Select from the records below every line that has the word "brown" in it.

[Input records — start]

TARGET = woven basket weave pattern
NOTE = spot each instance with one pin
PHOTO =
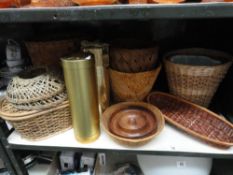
(43, 126)
(40, 124)
(43, 104)
(48, 53)
(197, 84)
(31, 90)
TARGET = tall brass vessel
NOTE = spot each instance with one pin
(80, 79)
(101, 53)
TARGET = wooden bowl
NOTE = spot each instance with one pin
(133, 120)
(132, 86)
(133, 60)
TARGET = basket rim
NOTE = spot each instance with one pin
(189, 131)
(136, 140)
(35, 114)
(158, 68)
(228, 58)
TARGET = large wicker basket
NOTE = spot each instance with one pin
(37, 125)
(196, 83)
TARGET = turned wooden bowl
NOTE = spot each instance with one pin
(132, 123)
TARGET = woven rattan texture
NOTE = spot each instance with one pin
(45, 86)
(133, 60)
(43, 104)
(193, 118)
(197, 84)
(41, 124)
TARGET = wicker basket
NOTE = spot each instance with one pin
(196, 83)
(38, 125)
(133, 60)
(193, 119)
(34, 85)
(48, 53)
(132, 86)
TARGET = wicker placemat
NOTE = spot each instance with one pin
(193, 119)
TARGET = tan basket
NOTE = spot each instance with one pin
(197, 84)
(132, 86)
(193, 119)
(133, 60)
(39, 125)
(40, 86)
(48, 53)
(43, 104)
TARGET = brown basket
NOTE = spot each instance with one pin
(48, 53)
(196, 83)
(132, 86)
(39, 125)
(133, 60)
(193, 119)
(130, 141)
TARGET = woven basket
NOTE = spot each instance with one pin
(40, 124)
(196, 83)
(133, 60)
(48, 53)
(193, 119)
(42, 104)
(132, 86)
(33, 86)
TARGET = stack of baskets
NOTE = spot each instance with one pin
(36, 104)
(195, 74)
(133, 72)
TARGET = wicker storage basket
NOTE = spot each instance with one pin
(48, 53)
(37, 124)
(133, 60)
(193, 119)
(34, 85)
(196, 83)
(132, 86)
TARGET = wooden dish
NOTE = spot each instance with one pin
(135, 123)
(193, 119)
(132, 86)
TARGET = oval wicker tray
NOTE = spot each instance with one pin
(193, 119)
(40, 87)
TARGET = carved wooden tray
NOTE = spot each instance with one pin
(193, 119)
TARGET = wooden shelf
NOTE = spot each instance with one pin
(118, 12)
(170, 142)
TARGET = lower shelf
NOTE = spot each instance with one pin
(170, 142)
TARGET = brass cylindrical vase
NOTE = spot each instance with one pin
(80, 79)
(100, 52)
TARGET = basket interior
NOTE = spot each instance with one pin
(195, 60)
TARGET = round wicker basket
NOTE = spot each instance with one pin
(133, 60)
(193, 82)
(37, 125)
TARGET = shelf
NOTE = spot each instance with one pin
(170, 142)
(118, 12)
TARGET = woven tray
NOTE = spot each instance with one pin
(37, 125)
(40, 86)
(193, 119)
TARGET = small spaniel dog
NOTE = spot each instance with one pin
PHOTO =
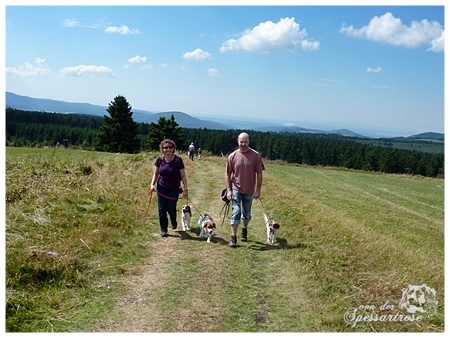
(207, 226)
(186, 217)
(272, 229)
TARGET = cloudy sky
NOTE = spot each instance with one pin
(377, 70)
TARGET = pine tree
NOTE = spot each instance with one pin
(119, 132)
(165, 128)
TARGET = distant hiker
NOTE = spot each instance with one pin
(243, 171)
(191, 151)
(167, 175)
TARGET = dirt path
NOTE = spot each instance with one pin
(139, 308)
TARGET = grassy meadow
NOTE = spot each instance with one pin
(84, 254)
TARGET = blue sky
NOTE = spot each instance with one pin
(377, 70)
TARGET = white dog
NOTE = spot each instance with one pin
(186, 217)
(272, 229)
(207, 226)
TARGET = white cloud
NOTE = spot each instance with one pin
(391, 30)
(83, 70)
(137, 59)
(270, 37)
(70, 23)
(438, 44)
(373, 70)
(198, 55)
(123, 30)
(29, 70)
(214, 72)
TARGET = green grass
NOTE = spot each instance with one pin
(81, 257)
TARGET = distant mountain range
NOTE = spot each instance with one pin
(184, 120)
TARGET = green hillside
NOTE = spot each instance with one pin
(84, 254)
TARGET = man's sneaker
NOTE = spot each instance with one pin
(232, 244)
(244, 235)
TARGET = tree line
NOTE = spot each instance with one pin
(39, 129)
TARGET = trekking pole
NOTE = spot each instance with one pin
(148, 207)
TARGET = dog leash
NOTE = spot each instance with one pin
(150, 201)
(226, 206)
(262, 204)
(190, 201)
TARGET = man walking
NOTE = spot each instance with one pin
(243, 172)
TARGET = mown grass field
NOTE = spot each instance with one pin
(81, 257)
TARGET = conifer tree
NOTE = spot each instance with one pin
(165, 128)
(119, 132)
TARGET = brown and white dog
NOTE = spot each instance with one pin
(186, 217)
(207, 226)
(272, 229)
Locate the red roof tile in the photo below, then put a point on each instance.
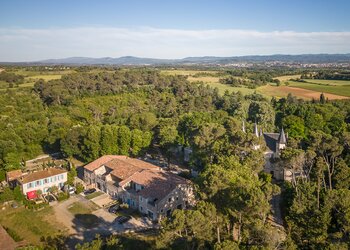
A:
(41, 174)
(12, 175)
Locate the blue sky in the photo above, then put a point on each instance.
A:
(37, 29)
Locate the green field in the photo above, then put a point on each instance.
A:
(184, 72)
(30, 225)
(341, 88)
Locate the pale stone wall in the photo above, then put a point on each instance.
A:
(45, 184)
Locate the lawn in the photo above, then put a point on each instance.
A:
(83, 214)
(93, 195)
(81, 208)
(31, 225)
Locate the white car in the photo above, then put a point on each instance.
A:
(71, 190)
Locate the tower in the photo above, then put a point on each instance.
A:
(256, 131)
(282, 140)
(243, 127)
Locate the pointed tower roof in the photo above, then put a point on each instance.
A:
(256, 131)
(282, 137)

[Input records — finish]

__Task output__:
TARGET = brown basket
TARGET = brown and white dog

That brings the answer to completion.